*Task details*. In the proof excerpt below, which numbered result does the argument say it has finished proving before it turns to asymptotic normality?

*Document passage*.
"""
By (C.2), (C.3) and (C.4), $\forall \epsilon >0$, we then have

$$\begin{aligned}&P(|\sup _{\theta _M\in \Theta _M}Q_{n3}|>\epsilon )\\&\quad \le \frac{2}{\epsilon }E\{|\sup _{\theta _M \in \Theta _M}\delta \log g_M(Y|X,Z;\theta _M)q_{\alpha ^*}(\phi _\pi (Y,Z;\alpha ^*))|I[r_{\alpha ^*}(\phi _\pi (Y,Z;\alpha ^*))<b_n]\}\\&\quad \rightarrow 0. \end{aligned}$$

This yields

$$\begin{aligned}&\sup _{\theta _M \in \Theta _M}|{{\hat{D}}}_{\text {IP}}(M,\theta _M,\hat{\alpha }_n)-{{\tilde{D}}}_{\text {IP}}(M,\theta _M,\alpha ^*)|\\ {}&\quad \le \left| \sup _{\theta _M\in \Theta _M}Q_{n1}\right| +\left| \sup _{\theta _M\in \Theta _M}Q_{n2}\right| +\left| \sup _{\theta _M\in \Theta _M}Q_{n3}\right| =o_p(1). \end{aligned}$$

This completes the proof of (11).

Now, in what follows, we prove the asymptotically normality of $\hat{\theta }_M^{\text {IP}}$. By (14), we know that

$$\begin{aligned} {{\hat{D}}}_{\text {IP}}(M,\theta _M,{{\hat{\alpha }}}_n) ={\tilde{D}}_{\text {IP}}(M,\theta _M,\alpha ^*)+Q_{n1}+Q_{n2}+Q_{n3}. \end{aligned}$$

Lemma 1 in the supplementary material proves that

$$\begin{aligned} Q_{n1}=&n^{-1}\sum _{i=1}^n\{\delta _i\log g_M(Y_i|X_i,Z_i;\theta _M)\}\{\partial q_{\alpha ^*}(\phi _\pi (Y_i,Z_i;\alpha ^*))/\partial \alpha \}({\hat{\alpha _n}}-\alpha ^*)\nonumber \\ {}&+o_p(n^{-1/2}). \end{aligned}$$

(15)

Further, according to Lemma 2 in the supplementary material, we have

$$\begin{aligned} Q_{n2}=&n^{-1}\sum _{i=1}^n\{1-\delta _iq_{\alpha ^*}(\phi _{\pi }({Y_i,Z_i};\alpha ^*))\}q_{\alpha ^*}(\phi _{\pi }({Y_i,Z_i};\alpha ^*))\nonumber \\&\times \delta _i\log g_M(Y_i|X_i,Z_i;\theta _M)+o_p(n^{-1/2}). \end{aligned}$$

(16)
"""
*Given material*.
"""
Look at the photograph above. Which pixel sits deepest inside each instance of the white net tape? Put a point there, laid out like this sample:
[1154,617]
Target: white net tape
"""
*Full response*. It completes the proof of (11).